> _EXERCISE TASK_
Render the material as a Markdown table with the columns Row and Line, one row per line and blank lines omitted. Begin at the line that has "Task: set a pin on each instance of the greenhouse." and continue through the final line of the material.

= = = =

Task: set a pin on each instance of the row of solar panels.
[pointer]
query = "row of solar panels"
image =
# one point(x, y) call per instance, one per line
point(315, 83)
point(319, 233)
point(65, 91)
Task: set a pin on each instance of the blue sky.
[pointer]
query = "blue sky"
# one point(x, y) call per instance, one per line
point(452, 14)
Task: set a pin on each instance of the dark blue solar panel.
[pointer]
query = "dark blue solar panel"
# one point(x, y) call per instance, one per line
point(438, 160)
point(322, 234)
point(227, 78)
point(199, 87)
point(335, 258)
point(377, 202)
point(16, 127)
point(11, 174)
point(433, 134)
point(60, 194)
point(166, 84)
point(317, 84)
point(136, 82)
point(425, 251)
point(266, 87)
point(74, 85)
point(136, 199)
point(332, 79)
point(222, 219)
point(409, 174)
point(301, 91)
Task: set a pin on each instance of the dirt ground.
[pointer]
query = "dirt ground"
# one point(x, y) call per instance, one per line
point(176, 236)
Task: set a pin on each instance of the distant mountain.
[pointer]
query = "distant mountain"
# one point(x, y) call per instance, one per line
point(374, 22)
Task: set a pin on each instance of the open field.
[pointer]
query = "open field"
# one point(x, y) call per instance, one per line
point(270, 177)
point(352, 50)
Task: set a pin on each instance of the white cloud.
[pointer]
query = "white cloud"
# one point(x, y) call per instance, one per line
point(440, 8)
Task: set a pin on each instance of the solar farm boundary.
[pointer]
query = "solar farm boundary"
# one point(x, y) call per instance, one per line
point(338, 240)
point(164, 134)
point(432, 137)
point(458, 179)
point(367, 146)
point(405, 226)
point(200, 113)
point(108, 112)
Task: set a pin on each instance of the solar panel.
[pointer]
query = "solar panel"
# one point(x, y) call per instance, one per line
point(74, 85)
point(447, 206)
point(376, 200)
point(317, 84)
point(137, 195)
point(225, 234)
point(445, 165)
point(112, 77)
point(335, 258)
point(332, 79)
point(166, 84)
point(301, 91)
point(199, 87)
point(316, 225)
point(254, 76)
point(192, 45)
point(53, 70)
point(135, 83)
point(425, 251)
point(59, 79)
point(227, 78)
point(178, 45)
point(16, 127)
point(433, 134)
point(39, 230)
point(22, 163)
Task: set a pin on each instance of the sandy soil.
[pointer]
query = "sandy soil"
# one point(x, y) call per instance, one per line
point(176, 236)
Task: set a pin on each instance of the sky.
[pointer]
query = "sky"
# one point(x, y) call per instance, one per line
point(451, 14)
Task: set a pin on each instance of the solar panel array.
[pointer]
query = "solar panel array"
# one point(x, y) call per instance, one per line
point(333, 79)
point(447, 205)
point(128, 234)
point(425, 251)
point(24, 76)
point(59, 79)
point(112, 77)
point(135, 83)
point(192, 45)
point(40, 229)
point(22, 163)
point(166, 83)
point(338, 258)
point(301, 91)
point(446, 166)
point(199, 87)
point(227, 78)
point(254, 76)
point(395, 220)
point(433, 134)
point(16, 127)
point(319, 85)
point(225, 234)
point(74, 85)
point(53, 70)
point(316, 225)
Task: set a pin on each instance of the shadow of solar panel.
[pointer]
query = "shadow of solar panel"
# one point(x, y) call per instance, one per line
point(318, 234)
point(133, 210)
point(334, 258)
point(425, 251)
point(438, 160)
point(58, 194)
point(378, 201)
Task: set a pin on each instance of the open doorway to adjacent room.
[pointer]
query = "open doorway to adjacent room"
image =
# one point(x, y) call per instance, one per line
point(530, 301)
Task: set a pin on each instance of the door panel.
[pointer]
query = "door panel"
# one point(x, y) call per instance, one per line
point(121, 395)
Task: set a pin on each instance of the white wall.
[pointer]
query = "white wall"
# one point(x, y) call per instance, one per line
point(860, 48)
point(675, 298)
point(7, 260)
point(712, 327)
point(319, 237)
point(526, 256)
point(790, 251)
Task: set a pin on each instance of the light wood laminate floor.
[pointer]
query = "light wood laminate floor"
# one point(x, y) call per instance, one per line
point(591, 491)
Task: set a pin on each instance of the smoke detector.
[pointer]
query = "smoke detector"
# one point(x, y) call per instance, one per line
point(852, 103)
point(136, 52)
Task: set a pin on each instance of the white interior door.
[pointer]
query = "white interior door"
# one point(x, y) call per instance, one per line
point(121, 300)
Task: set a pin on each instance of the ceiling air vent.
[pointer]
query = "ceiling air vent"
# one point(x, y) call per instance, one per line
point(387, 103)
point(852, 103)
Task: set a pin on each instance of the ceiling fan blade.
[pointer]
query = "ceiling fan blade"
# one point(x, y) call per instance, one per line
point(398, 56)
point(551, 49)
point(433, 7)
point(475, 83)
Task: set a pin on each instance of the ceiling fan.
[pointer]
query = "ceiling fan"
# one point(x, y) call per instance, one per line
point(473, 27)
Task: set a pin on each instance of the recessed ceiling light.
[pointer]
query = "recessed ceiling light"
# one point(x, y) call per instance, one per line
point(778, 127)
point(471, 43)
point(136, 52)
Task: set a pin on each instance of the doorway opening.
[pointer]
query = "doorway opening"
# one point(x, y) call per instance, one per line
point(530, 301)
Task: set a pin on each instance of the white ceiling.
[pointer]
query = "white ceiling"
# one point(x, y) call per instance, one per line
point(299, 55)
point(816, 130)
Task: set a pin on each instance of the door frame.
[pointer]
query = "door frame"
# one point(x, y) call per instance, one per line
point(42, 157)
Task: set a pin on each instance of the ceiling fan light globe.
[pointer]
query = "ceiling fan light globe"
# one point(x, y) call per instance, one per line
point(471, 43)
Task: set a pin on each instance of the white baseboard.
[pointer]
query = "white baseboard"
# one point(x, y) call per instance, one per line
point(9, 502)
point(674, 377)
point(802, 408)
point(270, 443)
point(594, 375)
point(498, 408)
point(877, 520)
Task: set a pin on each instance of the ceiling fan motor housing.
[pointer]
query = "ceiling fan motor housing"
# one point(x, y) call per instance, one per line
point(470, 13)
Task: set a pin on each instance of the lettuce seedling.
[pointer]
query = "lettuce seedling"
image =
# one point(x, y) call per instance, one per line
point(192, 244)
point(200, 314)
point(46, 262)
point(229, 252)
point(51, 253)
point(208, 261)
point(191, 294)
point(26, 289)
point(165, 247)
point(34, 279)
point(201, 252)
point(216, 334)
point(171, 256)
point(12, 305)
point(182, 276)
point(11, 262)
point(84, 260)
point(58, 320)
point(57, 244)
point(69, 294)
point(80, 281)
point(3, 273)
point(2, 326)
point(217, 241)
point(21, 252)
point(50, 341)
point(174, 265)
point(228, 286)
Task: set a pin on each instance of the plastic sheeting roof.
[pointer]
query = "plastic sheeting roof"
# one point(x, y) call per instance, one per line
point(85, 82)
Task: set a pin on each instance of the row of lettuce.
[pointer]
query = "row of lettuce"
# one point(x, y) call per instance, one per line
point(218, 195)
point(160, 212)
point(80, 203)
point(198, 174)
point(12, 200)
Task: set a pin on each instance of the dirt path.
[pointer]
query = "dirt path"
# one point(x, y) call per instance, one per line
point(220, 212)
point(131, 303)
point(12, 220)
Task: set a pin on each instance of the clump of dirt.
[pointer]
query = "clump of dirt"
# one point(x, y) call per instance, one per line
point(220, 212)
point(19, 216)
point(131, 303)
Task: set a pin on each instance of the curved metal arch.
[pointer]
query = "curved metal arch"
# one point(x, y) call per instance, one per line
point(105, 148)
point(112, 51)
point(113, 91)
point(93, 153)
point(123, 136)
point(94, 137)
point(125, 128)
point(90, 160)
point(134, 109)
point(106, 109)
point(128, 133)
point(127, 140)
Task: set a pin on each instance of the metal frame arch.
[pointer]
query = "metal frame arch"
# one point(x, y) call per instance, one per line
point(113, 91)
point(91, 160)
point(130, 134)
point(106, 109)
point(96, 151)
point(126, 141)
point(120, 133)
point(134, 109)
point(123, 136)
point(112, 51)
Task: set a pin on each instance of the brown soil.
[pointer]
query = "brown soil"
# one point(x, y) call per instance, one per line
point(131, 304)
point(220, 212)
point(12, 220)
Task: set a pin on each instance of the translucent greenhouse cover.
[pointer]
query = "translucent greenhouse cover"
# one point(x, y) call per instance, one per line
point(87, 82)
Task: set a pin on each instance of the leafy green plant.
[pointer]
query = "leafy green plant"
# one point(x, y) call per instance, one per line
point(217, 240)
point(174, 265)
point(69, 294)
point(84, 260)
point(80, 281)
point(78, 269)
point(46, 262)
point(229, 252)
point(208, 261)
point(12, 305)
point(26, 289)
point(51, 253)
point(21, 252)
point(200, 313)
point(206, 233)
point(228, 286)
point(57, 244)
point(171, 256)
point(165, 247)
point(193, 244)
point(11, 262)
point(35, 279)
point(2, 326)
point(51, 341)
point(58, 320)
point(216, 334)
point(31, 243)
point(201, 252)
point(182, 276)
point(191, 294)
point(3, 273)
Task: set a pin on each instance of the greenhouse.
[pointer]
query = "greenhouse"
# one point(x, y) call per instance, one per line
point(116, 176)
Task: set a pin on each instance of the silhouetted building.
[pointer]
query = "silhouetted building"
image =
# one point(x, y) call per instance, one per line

= = = =

> _SOLUTION FOR THIS TASK_
| Row | Line |
|---|---|
| 1 | Task: set a pin on each instance of the greenhouse. |
| 2 | [pointer] |
| 3 | query = "greenhouse" |
| 4 | # one point(x, y) call per instance, one per line |
| 5 | point(116, 176) |
| 6 | Task: set a pin on each instance of the silhouetted building. |
| 7 | [pointer] |
| 8 | query = "silhouetted building" |
| 9 | image = |
| 10 | # one point(x, y) call per instance, one per line |